(DOCUMENT SEGMENT begins)
Now, if nuclear proliferation is something that most states consider politically undesirable and nuclear disarmament is not feasible in terms of realpolitik, how should we deal with the effects of a clearly precarious and unjust nuclear peace? The bitter answer is that we must first put up with the limits of a system that we ourselves, in the West, have helped to create and maintain over several decades. Doing so without pushing those limits to a breaking point in response to the war in Ukraine will be the second task facing us in the weeks, months, and perhaps years to come. If possible and acceptable, the West will continue to funnel weapons to help the Ukrainians defend themselves. In doing so, NATO must keep in mind two fundamental objectives: close policy coordination in the Alliance and walking the fine line between military support and avoiding unacceptable risks of escalation. In particular, in relation to internal coordination, it seems that the Alliance has to clarify itself and come to an agreement in view of the differences that have been made public on the possible delivery of Polish fighters to Ukraine.

Furthermore, Western countries would do well to continue to take note of Putin's nuclear threats and condemn them, without intending to imitate them. Russian vileness must not tempt us to follow his example. Finally, NATO will soon have to face the task of reinforcing the security of its Eastern allies. It will be necessary to determine the capabilities that in that sense best deter Russia through a detailed internal analysis that will be carried out under enormous time pressure due to the new geopolitical situation. The limited effectiveness of Russian nuclear threats against NATO and the continuing ability of each of the parties to deter the other in a direct conflict supports the argument focused on strengthening the conventional capabilities of the Alliance's eastern flank. It remains to be shown that a larger number of NATO nuclear weapons can change such a state of affairs. However, given its diminished conventional capabilities (as a result of the war), Russia may become even more dependent on short- and medium-range dual-capable systems in the future. That, in turn, will increase the pressure on Europe's NATO allies in the nuclear dimension. Germany is already experiencing a lively debate about the benefits of increased missile defense for the country and its eastern neighbors.
(DOCUMENT SEGMENT ends)
(COLLECTED MATERIAL begins)
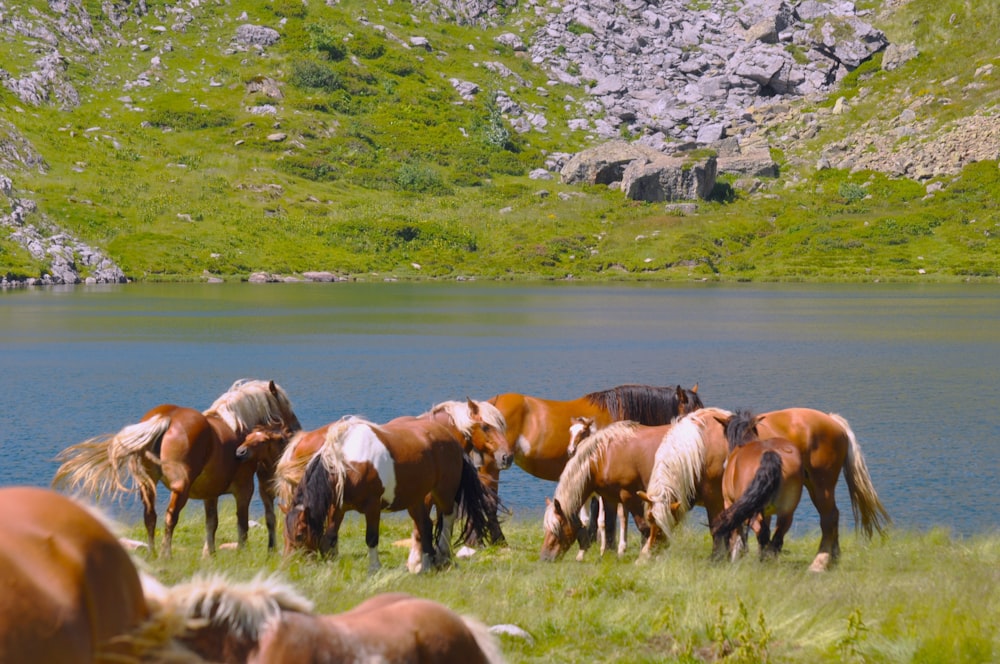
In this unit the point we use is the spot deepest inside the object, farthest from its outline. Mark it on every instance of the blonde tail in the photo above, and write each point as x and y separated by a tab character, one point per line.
869	513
(COLLECTED MATERIAL ends)
§ **EXPLORE THE MATERIAL**
a) According to the text on nuclear peace and the war in Ukraine, why may Russia come to depend more on short- and medium-range dual-capable systems, and what will that mean for Europe's NATO allies? Answer in one to three sentences.
b) Pick up the text on nuclear peace and the war in Ukraine after its final sentence, the one about Germany's debate over missile defense.

§ **RESPONSES FOR EACH TASK**
a) Russia may rely more on these systems because the war has diminished its conventional capabilities. That increased reliance will put more pressure on Europe's NATO allies in the nuclear dimension.

b)
However, even such a precarious and unjust nuclear peace will require elements of cooperation. If Russia is interested in a modicum of stability and risk reduction in the future, arms control will have to return to its original military task as a stabilizing element of mutual deterrence. In this sense, arms control must be understood again as a “complement to deterrence and defense”, as the new German Foreign Minister, Annalena Baerbock, recently said.

For Ukraine (still at the mercy of the injustices of the nuclear peace), these considerations are of little value at this point. Until Vladimir Putin makes it clear that he is willing to accept an outcome that does not satisfy his maximalist demand for a complete demilitarization of the country, a negotiated solution seems a distant prospect. The bloodshed will not stop. However, in the long term we must consider how to organize peace, security and justice in a more participatory and equal way in a world that still has more than 12,000 nuclear warheads. 77 years have passed since Hiroshima and Nagasaki. Today the practical return to the goal of nuclear disarmament seems again to be a generational task. We cannot let another 77 years pass before the world sees global peace, security and justice.

Ulrich Kühn is director of the Arms Control and Emerging Technologies Research Area. Research Institute for Peace and Security Policy at the University of Hamburg (IFSH).